#### Your instructions
Once you find the line with "Target: rocky shoreline" in the data below, transcribe exactly each line from there to the line with "to the amber", inclusive, and nothing else. Drop the pictures.

Dataset entries:
------

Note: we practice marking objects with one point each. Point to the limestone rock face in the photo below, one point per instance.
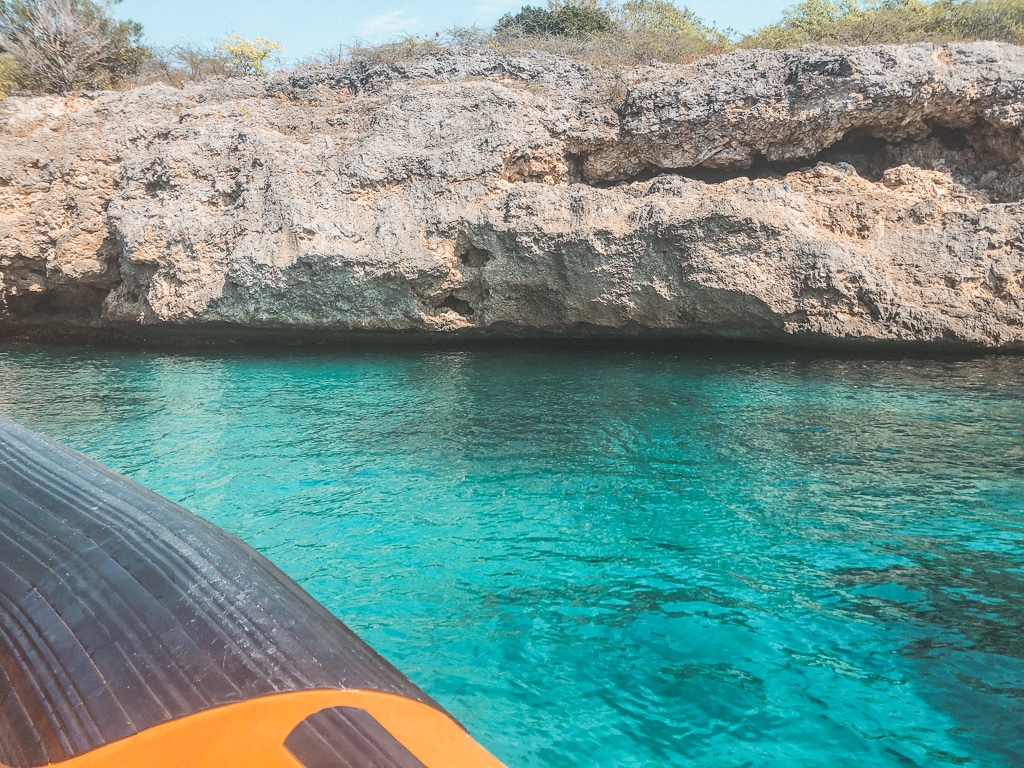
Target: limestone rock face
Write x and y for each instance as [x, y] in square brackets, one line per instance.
[819, 196]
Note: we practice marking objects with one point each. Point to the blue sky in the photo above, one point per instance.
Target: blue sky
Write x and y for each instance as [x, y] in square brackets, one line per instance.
[307, 27]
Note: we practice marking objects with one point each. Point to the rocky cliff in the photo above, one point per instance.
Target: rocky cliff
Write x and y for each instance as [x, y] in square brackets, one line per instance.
[818, 196]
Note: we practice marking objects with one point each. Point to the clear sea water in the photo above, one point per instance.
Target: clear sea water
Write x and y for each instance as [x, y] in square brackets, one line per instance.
[615, 557]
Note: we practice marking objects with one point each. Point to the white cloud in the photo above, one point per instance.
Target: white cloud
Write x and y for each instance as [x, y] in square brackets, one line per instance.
[385, 25]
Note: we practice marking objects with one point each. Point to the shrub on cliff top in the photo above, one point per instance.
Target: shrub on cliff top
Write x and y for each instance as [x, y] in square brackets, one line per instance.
[870, 22]
[559, 19]
[635, 32]
[61, 45]
[8, 75]
[244, 56]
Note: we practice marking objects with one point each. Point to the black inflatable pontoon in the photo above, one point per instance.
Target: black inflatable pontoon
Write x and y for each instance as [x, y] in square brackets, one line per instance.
[134, 634]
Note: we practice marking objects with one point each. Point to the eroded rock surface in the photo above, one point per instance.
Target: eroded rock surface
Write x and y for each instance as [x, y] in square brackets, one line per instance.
[825, 194]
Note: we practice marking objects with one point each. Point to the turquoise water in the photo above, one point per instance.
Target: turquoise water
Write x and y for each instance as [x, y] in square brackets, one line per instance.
[615, 558]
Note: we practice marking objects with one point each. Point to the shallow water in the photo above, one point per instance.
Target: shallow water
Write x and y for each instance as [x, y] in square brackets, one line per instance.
[615, 558]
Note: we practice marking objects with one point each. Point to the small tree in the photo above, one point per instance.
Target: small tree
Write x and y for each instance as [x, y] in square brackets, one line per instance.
[664, 17]
[563, 19]
[249, 56]
[60, 45]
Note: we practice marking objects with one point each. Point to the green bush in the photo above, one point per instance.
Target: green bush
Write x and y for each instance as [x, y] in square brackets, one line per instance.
[568, 19]
[8, 75]
[860, 23]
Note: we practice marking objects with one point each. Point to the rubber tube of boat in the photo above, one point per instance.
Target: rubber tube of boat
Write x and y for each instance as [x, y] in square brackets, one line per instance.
[135, 635]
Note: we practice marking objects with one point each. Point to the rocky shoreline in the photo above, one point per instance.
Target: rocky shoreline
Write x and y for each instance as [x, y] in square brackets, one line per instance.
[822, 197]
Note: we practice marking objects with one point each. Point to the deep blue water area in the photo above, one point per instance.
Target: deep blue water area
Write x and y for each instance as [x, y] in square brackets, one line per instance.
[615, 558]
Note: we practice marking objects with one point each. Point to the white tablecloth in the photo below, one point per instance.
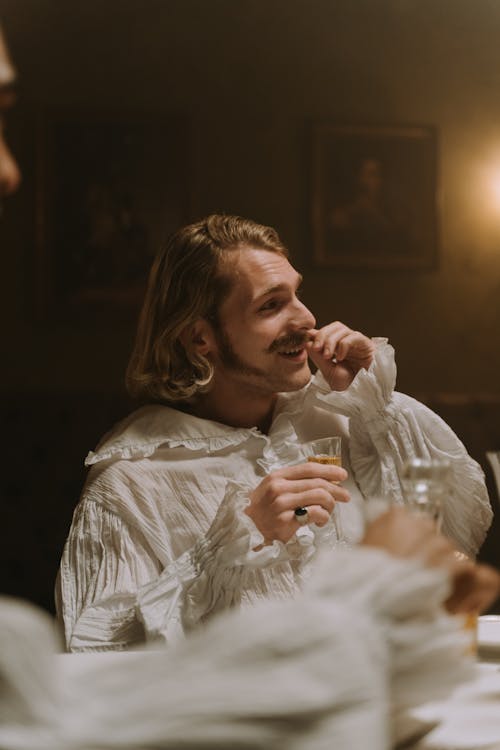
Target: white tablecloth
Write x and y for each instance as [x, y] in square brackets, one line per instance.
[469, 719]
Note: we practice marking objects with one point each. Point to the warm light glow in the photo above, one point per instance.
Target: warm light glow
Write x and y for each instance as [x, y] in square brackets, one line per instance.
[493, 187]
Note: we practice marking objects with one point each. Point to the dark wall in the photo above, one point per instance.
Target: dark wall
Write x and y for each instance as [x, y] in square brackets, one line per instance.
[250, 77]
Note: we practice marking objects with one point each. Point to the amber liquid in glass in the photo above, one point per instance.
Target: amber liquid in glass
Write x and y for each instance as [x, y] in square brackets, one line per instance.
[321, 459]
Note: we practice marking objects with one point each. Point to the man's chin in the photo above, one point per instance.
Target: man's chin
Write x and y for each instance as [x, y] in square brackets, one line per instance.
[298, 381]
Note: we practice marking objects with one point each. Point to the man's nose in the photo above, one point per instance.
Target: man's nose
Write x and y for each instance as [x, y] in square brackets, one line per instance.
[303, 317]
[10, 175]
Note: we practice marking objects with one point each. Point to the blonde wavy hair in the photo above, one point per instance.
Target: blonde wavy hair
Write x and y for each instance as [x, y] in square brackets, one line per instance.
[190, 279]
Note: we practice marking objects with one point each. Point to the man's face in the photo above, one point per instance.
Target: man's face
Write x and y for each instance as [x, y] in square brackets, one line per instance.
[10, 176]
[263, 326]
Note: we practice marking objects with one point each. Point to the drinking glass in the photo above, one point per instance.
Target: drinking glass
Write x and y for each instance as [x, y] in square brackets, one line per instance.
[327, 451]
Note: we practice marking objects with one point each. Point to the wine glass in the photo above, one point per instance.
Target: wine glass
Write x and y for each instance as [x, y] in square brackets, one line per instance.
[327, 451]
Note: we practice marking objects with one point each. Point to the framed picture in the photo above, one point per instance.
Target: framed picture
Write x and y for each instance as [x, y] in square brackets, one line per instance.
[374, 197]
[110, 189]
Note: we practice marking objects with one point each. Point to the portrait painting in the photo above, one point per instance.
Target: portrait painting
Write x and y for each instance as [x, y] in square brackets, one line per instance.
[110, 190]
[374, 196]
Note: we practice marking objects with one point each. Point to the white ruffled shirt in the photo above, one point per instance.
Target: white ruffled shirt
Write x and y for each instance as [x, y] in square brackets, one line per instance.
[160, 541]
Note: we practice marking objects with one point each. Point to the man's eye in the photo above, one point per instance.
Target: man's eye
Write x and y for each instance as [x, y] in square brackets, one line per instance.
[271, 304]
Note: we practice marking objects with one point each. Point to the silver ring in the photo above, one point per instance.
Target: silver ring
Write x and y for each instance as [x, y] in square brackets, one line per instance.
[301, 516]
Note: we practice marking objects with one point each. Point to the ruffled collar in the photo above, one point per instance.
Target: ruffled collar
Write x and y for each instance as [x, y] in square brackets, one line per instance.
[141, 433]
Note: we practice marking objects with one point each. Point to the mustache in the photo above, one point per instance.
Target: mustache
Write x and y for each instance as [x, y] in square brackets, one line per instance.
[290, 341]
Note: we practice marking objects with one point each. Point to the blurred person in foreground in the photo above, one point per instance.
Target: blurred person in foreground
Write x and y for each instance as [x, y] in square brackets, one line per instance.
[370, 637]
[341, 665]
[190, 504]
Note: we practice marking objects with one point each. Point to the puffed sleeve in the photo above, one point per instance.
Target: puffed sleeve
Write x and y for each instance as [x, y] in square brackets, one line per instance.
[387, 428]
[114, 594]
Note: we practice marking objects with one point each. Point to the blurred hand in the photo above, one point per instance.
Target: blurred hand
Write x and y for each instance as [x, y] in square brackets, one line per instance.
[309, 485]
[474, 586]
[352, 350]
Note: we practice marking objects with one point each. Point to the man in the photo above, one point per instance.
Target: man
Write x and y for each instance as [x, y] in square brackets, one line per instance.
[306, 673]
[10, 176]
[196, 503]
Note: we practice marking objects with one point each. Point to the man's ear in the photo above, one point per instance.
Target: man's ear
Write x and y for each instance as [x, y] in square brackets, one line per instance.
[198, 337]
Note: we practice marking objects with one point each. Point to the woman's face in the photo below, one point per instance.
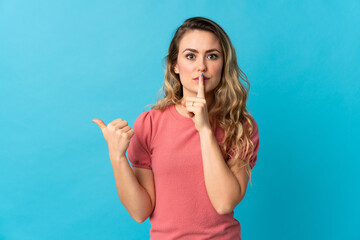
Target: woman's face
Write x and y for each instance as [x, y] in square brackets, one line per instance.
[199, 52]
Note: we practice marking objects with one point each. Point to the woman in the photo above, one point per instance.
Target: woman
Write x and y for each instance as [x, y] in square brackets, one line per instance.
[193, 152]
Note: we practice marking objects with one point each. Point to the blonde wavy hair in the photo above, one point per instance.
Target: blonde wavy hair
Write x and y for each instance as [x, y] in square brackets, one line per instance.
[229, 109]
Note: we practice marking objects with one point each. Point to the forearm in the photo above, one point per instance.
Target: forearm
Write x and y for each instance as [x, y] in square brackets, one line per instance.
[131, 194]
[221, 185]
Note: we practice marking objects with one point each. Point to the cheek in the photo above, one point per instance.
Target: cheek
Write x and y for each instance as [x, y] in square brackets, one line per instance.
[218, 68]
[184, 68]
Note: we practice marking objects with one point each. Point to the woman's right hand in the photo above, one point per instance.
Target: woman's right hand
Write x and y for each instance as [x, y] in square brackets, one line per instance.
[117, 135]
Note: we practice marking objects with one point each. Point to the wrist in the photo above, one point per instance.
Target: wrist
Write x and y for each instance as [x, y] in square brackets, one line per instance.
[205, 131]
[117, 157]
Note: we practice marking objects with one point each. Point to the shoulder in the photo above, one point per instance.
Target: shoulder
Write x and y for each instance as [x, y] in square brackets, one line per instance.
[149, 118]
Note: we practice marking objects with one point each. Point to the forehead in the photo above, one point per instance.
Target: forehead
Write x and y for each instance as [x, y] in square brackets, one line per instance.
[198, 39]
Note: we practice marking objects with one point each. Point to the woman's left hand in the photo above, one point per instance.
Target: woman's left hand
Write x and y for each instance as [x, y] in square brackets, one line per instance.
[197, 108]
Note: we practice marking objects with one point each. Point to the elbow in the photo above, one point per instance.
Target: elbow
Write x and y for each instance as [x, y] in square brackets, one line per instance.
[224, 210]
[228, 208]
[140, 220]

------

#### Written answer
Target: rocky shoreline
Write x and y for each instance as [x, y] in square brackets, one line per instance.
[822, 197]
Note: we practice marking objects with one point each. Point to the deep blue water area in the photo above, one point per instance.
Target: deep blue water area
Write x and y for each instance as [x, y] in square brackets, one line per instance.
[615, 558]
Note: we practice marking objects with one point each. Point to the white tablecloth in the photo below, one point per instance.
Target: white tablecloth
Write x and y for each instance as [x, y] in square brackets, one line per instance.
[469, 719]
Note: we practice marking objects with one point each. Point to the warm light glow in the photo above, one point per instance.
Target: warm light glow
Write x and y for each instance as [x, y] in square brackets, one line per instance.
[493, 187]
Note: we practice marking objects with one point each. Point to the dark wall in the photo above, one point per instance.
Target: dark wall
Write x and y for each instance as [x, y] in square brackets, one line per instance.
[250, 77]
Note: we practice marking objects with one point each. Point to the amber liquid in glass in the photo above, one point per instance.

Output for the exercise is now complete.